[Records contained in a dataset]

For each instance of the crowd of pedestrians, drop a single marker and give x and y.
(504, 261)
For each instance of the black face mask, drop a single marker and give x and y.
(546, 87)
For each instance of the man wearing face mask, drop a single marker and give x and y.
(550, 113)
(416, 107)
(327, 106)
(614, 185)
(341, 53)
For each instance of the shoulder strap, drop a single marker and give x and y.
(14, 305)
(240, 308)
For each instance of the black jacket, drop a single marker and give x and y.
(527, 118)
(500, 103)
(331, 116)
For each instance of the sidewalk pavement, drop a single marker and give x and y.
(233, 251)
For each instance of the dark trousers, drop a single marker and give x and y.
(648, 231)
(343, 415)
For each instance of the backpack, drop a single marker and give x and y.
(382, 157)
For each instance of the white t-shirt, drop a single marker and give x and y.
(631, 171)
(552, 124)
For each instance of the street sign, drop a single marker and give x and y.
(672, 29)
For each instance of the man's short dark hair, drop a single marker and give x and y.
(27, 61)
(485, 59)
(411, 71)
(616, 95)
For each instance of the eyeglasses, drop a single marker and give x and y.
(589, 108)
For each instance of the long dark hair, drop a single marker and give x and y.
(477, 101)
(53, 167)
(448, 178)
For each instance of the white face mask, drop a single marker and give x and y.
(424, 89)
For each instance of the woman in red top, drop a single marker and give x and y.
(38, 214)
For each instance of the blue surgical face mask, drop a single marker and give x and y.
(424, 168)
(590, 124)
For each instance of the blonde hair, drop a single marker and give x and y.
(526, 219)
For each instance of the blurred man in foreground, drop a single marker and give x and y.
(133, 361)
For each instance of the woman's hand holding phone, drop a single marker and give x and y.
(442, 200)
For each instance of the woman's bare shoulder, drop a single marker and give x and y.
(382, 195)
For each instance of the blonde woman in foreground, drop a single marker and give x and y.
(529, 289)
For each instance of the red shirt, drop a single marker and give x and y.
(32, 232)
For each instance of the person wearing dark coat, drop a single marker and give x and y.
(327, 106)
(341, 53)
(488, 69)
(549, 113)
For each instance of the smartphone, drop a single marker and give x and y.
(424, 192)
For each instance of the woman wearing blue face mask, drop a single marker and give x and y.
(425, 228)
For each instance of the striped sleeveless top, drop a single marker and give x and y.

### DIRECTIONS FOR THIS TASK
All the entries above should come back exactly as they are written.

### EXPECTED OUTPUT
For each instance of the crowd of pedestrians, drop a single marker and give x and y.
(504, 261)
For each instance of the black face mask, drop a single marker and give x and y.
(546, 87)
For each instance of the man wearing face mask, drop a single marker and give x and y.
(550, 113)
(416, 107)
(327, 106)
(614, 185)
(341, 53)
For each instance of the shoulder strap, drop a single marker and give x and y.
(14, 305)
(240, 308)
For each instance of the black jacket, drop a single marker and give x and y.
(527, 118)
(500, 103)
(331, 116)
For each instance of the sidewalk pavement, drop a single marker and give x and y.
(233, 251)
For each instance of the dark trousers, drop a single marker and give x and y.
(648, 231)
(343, 415)
For each instance of the backpack, drop a single marker and give x and y.
(382, 157)
For each instance of the white t-shirt, drop a single marker and give x and y.
(631, 171)
(552, 124)
For each instance of the street sign, drop a single marker and give x and y.
(672, 29)
For each instance of the man's short dark hair, drop a single marker and give x and y.
(27, 61)
(485, 59)
(411, 71)
(616, 95)
For each instance of the eyeglasses, drop a single marker and give x and y.
(589, 108)
For each instance of the long dark hair, drop a single marker and give x and y.
(477, 101)
(53, 167)
(448, 178)
For each instance of the white face mask, drop a single marker and give x and y.
(424, 89)
For each instance of the woman in red top, drop a single marker and give x and y.
(38, 214)
For each instance of the blue surgical face mask, drop a single marker and give x and y.
(424, 168)
(590, 124)
For each instance of the blonde hair, drop a single marker and give x and y.
(526, 219)
For each instance of the blurred man in foreground, drop a single marker and give x and y.
(133, 361)
For each instance of the woman's hand holding phone, drop a single marker and give x and y.
(442, 200)
For each instance of the woman's bare shoulder, drop a single marker and give x and y.
(382, 195)
For each instance of the blonde woman in foreground, drop a single marker and give x and y.
(529, 289)
For each instance of the red shirt, drop a single marker and give x and y.
(32, 232)
For each instance of the person wearing dark coat, drop a single marker and give x and y.
(327, 106)
(341, 53)
(488, 69)
(549, 113)
For each instance of the smartphone, drop a single marker and give x and y.
(424, 192)
For each instance of the woman wearing blue face mask, drop a single marker and give x and y.
(425, 228)
For each instance of the striped sleeveless top, drop a single marker and give x and y.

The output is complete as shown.